» **Set problem**
Copy the data below word for word, keeping every line and character the same.

» **Record excerpts**
- - - - - - -

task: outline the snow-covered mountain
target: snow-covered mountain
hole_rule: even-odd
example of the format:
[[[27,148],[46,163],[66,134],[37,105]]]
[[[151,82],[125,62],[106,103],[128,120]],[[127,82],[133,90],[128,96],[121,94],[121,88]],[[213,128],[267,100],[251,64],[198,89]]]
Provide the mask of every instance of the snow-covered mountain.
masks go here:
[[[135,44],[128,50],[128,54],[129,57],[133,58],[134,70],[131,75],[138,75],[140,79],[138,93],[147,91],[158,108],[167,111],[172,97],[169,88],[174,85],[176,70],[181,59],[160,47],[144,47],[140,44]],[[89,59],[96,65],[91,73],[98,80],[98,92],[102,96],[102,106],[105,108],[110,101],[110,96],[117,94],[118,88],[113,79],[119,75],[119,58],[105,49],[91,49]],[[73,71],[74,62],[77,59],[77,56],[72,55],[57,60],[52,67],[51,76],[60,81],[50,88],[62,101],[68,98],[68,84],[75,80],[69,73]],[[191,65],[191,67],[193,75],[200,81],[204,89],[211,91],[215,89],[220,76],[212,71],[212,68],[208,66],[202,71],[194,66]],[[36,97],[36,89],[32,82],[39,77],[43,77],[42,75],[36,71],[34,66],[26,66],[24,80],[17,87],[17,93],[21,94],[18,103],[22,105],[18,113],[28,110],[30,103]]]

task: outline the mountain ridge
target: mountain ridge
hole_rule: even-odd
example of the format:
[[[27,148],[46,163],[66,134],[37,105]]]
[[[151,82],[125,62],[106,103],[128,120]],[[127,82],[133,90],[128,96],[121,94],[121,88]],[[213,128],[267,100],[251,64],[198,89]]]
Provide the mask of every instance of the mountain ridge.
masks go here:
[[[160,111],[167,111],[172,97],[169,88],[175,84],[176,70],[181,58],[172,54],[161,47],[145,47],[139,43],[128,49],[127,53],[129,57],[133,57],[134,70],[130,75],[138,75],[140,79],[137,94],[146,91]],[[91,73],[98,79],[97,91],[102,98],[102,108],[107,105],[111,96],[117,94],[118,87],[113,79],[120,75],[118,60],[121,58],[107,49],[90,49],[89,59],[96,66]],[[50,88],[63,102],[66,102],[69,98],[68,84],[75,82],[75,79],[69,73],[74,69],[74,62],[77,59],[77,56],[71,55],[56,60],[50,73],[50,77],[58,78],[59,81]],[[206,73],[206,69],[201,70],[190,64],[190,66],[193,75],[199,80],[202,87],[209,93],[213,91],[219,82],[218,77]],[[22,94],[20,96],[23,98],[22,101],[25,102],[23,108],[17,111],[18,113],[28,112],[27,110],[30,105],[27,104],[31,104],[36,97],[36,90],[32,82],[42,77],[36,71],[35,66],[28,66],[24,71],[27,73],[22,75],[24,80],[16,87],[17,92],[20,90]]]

- - - - - - -

» **Task solution**
task: outline the snow-covered mountain
target: snow-covered mountain
hole_rule: even-odd
example of the format:
[[[27,148],[46,163],[66,134],[37,105]]]
[[[151,82],[125,62],[106,103],[128,120]],[[127,82],[133,90],[128,96],[121,94],[121,88]],[[213,128],[267,100],[251,64],[198,89]]]
Provide the mask of every instance of the snow-covered mountain.
masks go here:
[[[135,44],[128,50],[128,54],[129,57],[133,58],[134,70],[131,75],[138,75],[140,79],[138,93],[147,91],[158,108],[167,111],[172,97],[169,88],[174,85],[176,70],[181,59],[160,47],[144,47],[140,44]],[[89,59],[96,65],[91,73],[98,80],[98,92],[102,96],[102,106],[105,108],[110,101],[110,96],[117,94],[118,88],[113,79],[119,75],[119,58],[105,49],[91,49]],[[73,71],[74,62],[77,59],[77,56],[72,55],[57,60],[52,67],[51,76],[60,81],[50,88],[62,101],[68,98],[68,84],[75,80],[69,73]],[[191,65],[191,67],[193,75],[200,81],[204,89],[211,91],[215,89],[220,76],[212,71],[212,68],[208,66],[202,71],[194,66]],[[36,97],[36,89],[32,82],[39,77],[43,77],[42,75],[36,71],[34,66],[26,66],[24,80],[17,87],[17,93],[21,94],[18,103],[22,105],[18,113],[28,110],[30,103]]]

task: outline the mountain ridge
target: mountain ridge
hole_rule: even-odd
example of the format:
[[[27,148],[46,163],[66,134],[37,105]]]
[[[151,82],[125,62],[106,103],[128,120]],[[127,82],[133,90],[128,96],[121,94],[121,88]],[[213,128],[267,100],[251,64],[198,89]]]
Provide the mask of every instance of the mountain ridge.
masks go here:
[[[160,111],[167,111],[172,97],[169,88],[175,84],[176,70],[181,58],[172,54],[161,47],[145,47],[139,43],[128,49],[127,53],[129,57],[133,57],[134,70],[130,75],[138,75],[140,79],[137,94],[146,91]],[[91,73],[98,79],[97,91],[102,98],[102,108],[107,105],[111,96],[117,94],[118,87],[113,79],[120,75],[118,60],[121,58],[107,49],[90,49],[89,59],[96,66]],[[50,88],[63,102],[66,102],[69,98],[68,84],[75,82],[75,79],[69,73],[74,69],[74,62],[77,59],[77,56],[71,55],[56,60],[50,73],[50,77],[58,78],[59,81]],[[206,73],[206,69],[201,70],[190,64],[190,66],[193,75],[199,80],[202,87],[209,93],[213,91],[219,82],[218,77]],[[22,94],[20,96],[23,98],[22,101],[25,102],[23,108],[17,111],[18,113],[28,112],[27,110],[30,105],[27,104],[31,104],[36,97],[36,90],[32,82],[42,77],[36,71],[35,66],[28,66],[24,71],[27,73],[22,75],[24,80],[16,87],[17,92],[20,90]]]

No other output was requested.